The input
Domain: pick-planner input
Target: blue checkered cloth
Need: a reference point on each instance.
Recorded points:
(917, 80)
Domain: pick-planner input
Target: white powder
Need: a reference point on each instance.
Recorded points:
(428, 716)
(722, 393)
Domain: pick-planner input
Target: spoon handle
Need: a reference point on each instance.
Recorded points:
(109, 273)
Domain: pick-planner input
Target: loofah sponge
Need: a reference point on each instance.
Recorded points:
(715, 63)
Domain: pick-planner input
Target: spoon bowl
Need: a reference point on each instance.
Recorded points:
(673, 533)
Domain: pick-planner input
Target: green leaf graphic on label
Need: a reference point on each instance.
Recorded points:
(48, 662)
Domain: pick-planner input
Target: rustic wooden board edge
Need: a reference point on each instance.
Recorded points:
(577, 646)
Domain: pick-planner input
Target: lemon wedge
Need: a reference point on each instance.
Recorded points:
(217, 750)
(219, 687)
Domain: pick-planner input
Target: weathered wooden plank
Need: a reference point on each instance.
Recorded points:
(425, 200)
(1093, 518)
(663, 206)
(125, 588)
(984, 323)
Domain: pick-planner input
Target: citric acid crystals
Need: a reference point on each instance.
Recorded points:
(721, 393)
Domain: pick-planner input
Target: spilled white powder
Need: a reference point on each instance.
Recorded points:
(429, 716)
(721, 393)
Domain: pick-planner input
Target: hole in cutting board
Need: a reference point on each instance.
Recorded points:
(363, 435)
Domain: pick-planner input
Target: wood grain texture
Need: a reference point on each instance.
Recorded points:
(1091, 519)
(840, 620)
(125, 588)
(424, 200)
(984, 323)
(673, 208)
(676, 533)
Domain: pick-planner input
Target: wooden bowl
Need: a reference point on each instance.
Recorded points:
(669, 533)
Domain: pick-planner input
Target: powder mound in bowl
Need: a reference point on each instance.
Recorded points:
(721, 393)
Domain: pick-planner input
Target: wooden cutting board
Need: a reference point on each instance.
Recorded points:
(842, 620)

Challenge
Please pick out each line of the material above that contains the word "white" and copy those lines.

Response
Target: white powder
Target: spilled white powder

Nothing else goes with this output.